▶ **EXERCISE GOAL**
Your task is to repeat the entries word for word while leaving out the pictures.

▶ **DATASET**

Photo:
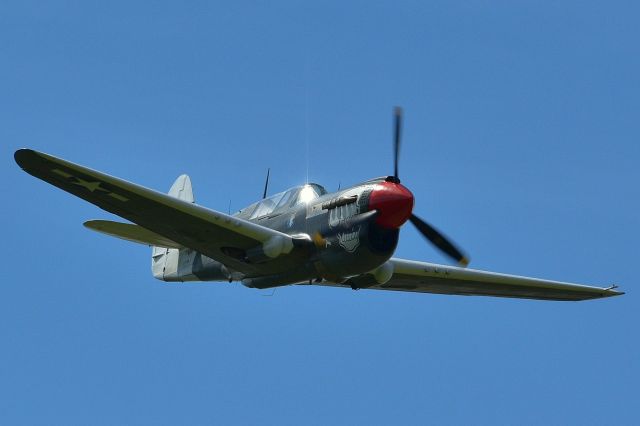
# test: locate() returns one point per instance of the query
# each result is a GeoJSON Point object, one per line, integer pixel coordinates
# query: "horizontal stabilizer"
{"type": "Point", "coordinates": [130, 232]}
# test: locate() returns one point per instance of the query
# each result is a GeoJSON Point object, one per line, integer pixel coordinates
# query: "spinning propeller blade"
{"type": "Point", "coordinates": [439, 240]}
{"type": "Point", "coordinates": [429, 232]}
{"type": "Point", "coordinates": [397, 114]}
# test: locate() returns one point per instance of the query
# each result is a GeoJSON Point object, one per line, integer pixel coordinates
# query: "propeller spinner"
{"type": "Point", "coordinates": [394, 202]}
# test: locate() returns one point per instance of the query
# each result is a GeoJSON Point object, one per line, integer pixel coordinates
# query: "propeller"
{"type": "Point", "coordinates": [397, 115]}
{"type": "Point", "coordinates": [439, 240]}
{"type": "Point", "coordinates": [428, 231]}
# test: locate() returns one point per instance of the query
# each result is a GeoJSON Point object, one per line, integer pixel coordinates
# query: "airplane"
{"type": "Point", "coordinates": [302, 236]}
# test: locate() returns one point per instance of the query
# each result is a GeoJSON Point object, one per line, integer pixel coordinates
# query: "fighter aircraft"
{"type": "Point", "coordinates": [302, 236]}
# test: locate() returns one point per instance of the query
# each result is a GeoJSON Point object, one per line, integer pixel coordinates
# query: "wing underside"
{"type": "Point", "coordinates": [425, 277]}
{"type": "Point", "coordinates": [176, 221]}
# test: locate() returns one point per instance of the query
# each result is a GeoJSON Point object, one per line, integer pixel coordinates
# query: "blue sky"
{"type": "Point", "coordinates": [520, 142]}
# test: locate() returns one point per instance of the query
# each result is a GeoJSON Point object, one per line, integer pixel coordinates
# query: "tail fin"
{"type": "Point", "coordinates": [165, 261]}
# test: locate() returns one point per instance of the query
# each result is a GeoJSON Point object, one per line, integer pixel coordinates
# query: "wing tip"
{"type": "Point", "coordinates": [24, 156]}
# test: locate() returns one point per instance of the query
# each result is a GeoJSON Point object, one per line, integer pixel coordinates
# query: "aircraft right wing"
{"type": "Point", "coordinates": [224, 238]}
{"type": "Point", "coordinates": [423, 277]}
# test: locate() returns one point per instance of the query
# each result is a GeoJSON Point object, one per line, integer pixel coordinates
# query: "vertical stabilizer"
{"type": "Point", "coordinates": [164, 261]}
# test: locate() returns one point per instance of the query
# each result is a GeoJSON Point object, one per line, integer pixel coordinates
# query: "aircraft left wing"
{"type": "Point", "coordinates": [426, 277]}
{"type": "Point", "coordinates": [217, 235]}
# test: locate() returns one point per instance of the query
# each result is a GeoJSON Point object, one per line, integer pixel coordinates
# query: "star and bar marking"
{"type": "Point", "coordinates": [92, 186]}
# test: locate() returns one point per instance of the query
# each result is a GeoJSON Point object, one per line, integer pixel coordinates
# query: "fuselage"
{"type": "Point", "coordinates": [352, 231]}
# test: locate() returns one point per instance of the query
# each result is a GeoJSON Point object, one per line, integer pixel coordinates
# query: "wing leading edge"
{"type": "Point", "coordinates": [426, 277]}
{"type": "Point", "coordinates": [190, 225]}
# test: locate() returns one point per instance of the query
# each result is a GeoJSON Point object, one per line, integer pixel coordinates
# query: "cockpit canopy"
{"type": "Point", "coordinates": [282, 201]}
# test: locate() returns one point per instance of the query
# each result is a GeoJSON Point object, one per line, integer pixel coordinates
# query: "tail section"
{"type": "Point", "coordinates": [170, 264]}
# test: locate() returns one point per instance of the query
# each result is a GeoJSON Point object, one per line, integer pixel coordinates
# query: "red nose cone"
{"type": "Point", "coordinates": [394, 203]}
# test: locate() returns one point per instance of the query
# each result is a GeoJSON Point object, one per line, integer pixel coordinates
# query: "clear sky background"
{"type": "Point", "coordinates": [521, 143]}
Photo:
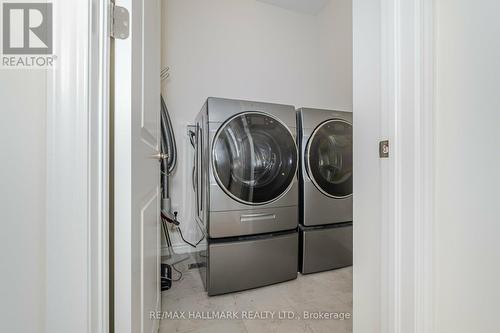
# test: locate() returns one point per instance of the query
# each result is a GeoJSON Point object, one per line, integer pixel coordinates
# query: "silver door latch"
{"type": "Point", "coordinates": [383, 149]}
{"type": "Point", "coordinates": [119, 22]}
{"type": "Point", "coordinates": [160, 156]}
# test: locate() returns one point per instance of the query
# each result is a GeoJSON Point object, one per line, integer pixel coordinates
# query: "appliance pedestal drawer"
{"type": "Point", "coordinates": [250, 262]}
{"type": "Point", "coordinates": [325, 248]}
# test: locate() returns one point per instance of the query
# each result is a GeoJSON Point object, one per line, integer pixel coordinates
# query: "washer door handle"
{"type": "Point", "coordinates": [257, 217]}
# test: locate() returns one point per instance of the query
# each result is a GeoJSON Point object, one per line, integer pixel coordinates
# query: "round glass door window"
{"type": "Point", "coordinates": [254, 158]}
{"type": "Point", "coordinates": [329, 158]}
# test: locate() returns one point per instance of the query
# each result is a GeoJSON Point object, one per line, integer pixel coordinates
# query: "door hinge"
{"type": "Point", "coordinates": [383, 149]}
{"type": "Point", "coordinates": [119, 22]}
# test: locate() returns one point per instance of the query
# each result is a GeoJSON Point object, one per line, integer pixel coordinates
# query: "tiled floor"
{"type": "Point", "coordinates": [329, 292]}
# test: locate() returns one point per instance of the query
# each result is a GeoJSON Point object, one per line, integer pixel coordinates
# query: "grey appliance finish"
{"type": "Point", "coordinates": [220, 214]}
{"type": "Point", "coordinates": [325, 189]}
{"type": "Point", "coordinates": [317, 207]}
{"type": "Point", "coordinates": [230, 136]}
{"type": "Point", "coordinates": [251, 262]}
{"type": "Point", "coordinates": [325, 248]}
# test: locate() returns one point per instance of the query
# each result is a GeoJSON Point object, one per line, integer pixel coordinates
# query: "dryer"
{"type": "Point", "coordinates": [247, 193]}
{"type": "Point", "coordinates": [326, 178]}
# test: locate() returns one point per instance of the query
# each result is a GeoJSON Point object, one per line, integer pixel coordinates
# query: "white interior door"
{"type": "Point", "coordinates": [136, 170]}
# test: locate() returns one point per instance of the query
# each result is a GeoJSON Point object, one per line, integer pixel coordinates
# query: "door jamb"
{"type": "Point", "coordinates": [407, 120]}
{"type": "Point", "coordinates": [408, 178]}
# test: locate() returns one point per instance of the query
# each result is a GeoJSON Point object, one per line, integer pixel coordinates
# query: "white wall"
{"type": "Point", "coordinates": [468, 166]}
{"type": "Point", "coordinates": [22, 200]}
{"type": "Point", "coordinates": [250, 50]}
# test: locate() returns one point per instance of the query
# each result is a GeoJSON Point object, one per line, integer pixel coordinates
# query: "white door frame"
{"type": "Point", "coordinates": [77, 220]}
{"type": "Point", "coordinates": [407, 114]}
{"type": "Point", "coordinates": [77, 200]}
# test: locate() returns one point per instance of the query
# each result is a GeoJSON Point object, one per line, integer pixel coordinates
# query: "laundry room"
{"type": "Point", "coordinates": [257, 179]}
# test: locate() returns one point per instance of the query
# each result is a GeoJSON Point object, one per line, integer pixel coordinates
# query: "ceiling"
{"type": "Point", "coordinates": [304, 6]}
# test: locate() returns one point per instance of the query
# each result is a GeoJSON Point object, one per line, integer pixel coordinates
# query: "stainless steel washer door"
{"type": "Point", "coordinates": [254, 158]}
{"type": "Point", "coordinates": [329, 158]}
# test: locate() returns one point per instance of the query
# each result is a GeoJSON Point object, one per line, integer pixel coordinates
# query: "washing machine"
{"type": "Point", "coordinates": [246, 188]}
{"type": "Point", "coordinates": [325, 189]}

▶ **EXERCISE RESPONSE**
Photo:
# test: locate() returns one point per instance of the query
# each result is a GeoJSON Point object, one per line, integer pixel coordinates
# query: "horizontal stabilizer"
{"type": "Point", "coordinates": [130, 232]}
# test: locate() returns one point per instance of the query
# each result is a GeoJSON Point object, one per line, integer pixel coordinates
# query: "spinning propeller blade"
{"type": "Point", "coordinates": [439, 240]}
{"type": "Point", "coordinates": [429, 232]}
{"type": "Point", "coordinates": [397, 114]}
# test: locate() returns one point per instance of the query
# each result is a GeoJSON Point object, one per line, integer pixel coordinates
# query: "propeller spinner"
{"type": "Point", "coordinates": [394, 202]}
# test: locate() returns one point per instance of the query
# each result is a GeoJSON Point object, one per line, integer pixel coordinates
# query: "propeller"
{"type": "Point", "coordinates": [397, 115]}
{"type": "Point", "coordinates": [439, 240]}
{"type": "Point", "coordinates": [428, 231]}
# test: locate() returns one point per instance of the query
# each result is a GeoJSON Point object, one per line, integer pixel coordinates
# query: "airplane"
{"type": "Point", "coordinates": [302, 236]}
# test: locate() returns one point per instance of the query
# each result is a GeoJSON Point object, one per line, integer pixel coordinates
# query: "fighter aircraft"
{"type": "Point", "coordinates": [302, 236]}
# test: locate() returns one point per instance of the query
# each result is a GeoJSON Point object, one per line, integer pixel coordinates
# query: "wing underside"
{"type": "Point", "coordinates": [425, 277]}
{"type": "Point", "coordinates": [176, 221]}
# test: locate() returns one point per instance of the query
# each result is a GeoJSON Point object, one per line, integer pixel coordinates
# query: "blue sky"
{"type": "Point", "coordinates": [520, 142]}
# test: locate() returns one point per instance of the query
# each result is a GeoJSON Point object, one per line, integer pixel coordinates
# query: "tail fin"
{"type": "Point", "coordinates": [165, 261]}
# test: locate() returns one point per instance of the query
# each result is a GeoJSON Point object, one per line, integer pixel coordinates
# query: "wing tip"
{"type": "Point", "coordinates": [24, 156]}
# test: locate() returns one point per instance of the query
# each result is a GeoJSON Point object, one per line, integer pixel coordinates
# query: "aircraft right wing"
{"type": "Point", "coordinates": [224, 238]}
{"type": "Point", "coordinates": [423, 277]}
# test: locate() returns one point per instance of the query
# each result is a GeoJSON Point object, one per line, integer pixel coordinates
# query: "vertical stabilizer"
{"type": "Point", "coordinates": [164, 261]}
# test: locate() returns one point per instance of the query
# each result is a GeoJSON Point object, one per line, integer pixel coordinates
# query: "aircraft left wing"
{"type": "Point", "coordinates": [426, 277]}
{"type": "Point", "coordinates": [217, 235]}
# test: locate() returns one point per instance of the query
# each result is a GeoJSON Point object, one per line, integer pixel coordinates
# query: "star and bar marking"
{"type": "Point", "coordinates": [92, 186]}
# test: locate() returns one point per instance of the query
# each result is a GeoJSON Point object, one per line, integer pixel coordinates
# query: "fuselage"
{"type": "Point", "coordinates": [352, 231]}
# test: locate() returns one point per instance of the query
# each result is a GeoJSON Point object, one per line, integer pixel coordinates
# query: "wing leading edge"
{"type": "Point", "coordinates": [426, 277]}
{"type": "Point", "coordinates": [190, 225]}
# test: locate() returns one point per instance of the query
# each result is a GeoJSON Point object, one per line, integer pixel coordinates
# query: "cockpit canopy"
{"type": "Point", "coordinates": [282, 201]}
# test: locate() returns one point per instance of the query
# each result is a GeoJSON Point object, one per line, integer pixel coordinates
# query: "tail section"
{"type": "Point", "coordinates": [170, 264]}
# test: locate() returns one point per instance of the query
# each result is a GeoJSON Point object, one per line, integer pixel coordinates
# query: "red nose cone"
{"type": "Point", "coordinates": [394, 203]}
# test: locate() returns one point per instance of the query
# each result is a GeoJSON Point object, one per line, integer pixel coordinates
# query: "clear sky background"
{"type": "Point", "coordinates": [521, 143]}
Photo:
# test: locate() returns one point per instance of the query
# each result is a GeoJSON Point object, one per line, integer pixel coordinates
# query: "silver door latch"
{"type": "Point", "coordinates": [383, 149]}
{"type": "Point", "coordinates": [119, 22]}
{"type": "Point", "coordinates": [160, 156]}
# test: locate() returns one point per instance of the query
# each result is a GeoJSON Point object, one per line, integer pixel coordinates
# query: "appliance pedestal drawer"
{"type": "Point", "coordinates": [250, 262]}
{"type": "Point", "coordinates": [325, 248]}
# test: locate() returns one point per instance of the query
# each result is a GeoJSON Point object, one per line, integer pixel coordinates
# query: "washer door handle"
{"type": "Point", "coordinates": [257, 217]}
# test: locate() returns one point per instance of the query
# each result is a GeoJSON Point object, one per line, integer pixel coordinates
# query: "round glass door window"
{"type": "Point", "coordinates": [254, 158]}
{"type": "Point", "coordinates": [329, 158]}
# test: locate() returns one point per instance of the query
# each result is a GeoJSON Point object, one per line, integer pixel coordinates
# query: "door hinge"
{"type": "Point", "coordinates": [383, 149]}
{"type": "Point", "coordinates": [119, 22]}
# test: locate() returns one point per instance of the query
# each result is a GeoJSON Point object, one per line, integer pixel coordinates
# query: "tiled floor"
{"type": "Point", "coordinates": [329, 292]}
# test: locate() returns one point per instance of the query
# each result is a GeoJSON Point object, one per line, integer pixel coordinates
# query: "grey appliance finish"
{"type": "Point", "coordinates": [220, 214]}
{"type": "Point", "coordinates": [325, 189]}
{"type": "Point", "coordinates": [317, 207]}
{"type": "Point", "coordinates": [230, 136]}
{"type": "Point", "coordinates": [251, 262]}
{"type": "Point", "coordinates": [325, 248]}
# test: locate() returns one point per instance of the query
# each result is a GeoJSON Point object, one per line, integer pixel coordinates
# query: "dryer"
{"type": "Point", "coordinates": [247, 193]}
{"type": "Point", "coordinates": [326, 178]}
# test: locate() returns one point per instance of the query
# each result is a GeoJSON Point object, one per line, integer pixel coordinates
# query: "white interior door"
{"type": "Point", "coordinates": [136, 170]}
# test: locate() returns one point per instance of the query
# each result is a GeoJSON Point object, one per line, integer pixel coordinates
# query: "door jamb"
{"type": "Point", "coordinates": [407, 120]}
{"type": "Point", "coordinates": [408, 178]}
# test: locate() returns one point per instance of the query
# each result is a GeoJSON Point object, one per line, integer pixel coordinates
# query: "white wall"
{"type": "Point", "coordinates": [468, 166]}
{"type": "Point", "coordinates": [22, 200]}
{"type": "Point", "coordinates": [250, 50]}
# test: locate() returns one point per instance of the query
# each result is a GeoJSON Point object, one per line, integer pixel coordinates
# query: "white door frame"
{"type": "Point", "coordinates": [77, 220]}
{"type": "Point", "coordinates": [407, 114]}
{"type": "Point", "coordinates": [77, 200]}
# test: locate() returns one point per instance of the query
# each result is a GeoJSON Point object, one per line, integer pixel coordinates
# query: "laundry room"
{"type": "Point", "coordinates": [257, 179]}
# test: locate() returns one point per instance of the query
# each result is a GeoJSON Point object, one per line, integer pixel coordinates
# query: "ceiling"
{"type": "Point", "coordinates": [304, 6]}
# test: locate() returns one point per instance of the query
# each result is a GeoJSON Point object, one per line, integer pixel coordinates
# query: "stainless steel washer door"
{"type": "Point", "coordinates": [254, 158]}
{"type": "Point", "coordinates": [329, 158]}
# test: locate() returns one point per instance of the query
# each result is a GeoJSON Point object, one per line, integer pixel coordinates
# query: "washing machine"
{"type": "Point", "coordinates": [246, 188]}
{"type": "Point", "coordinates": [325, 189]}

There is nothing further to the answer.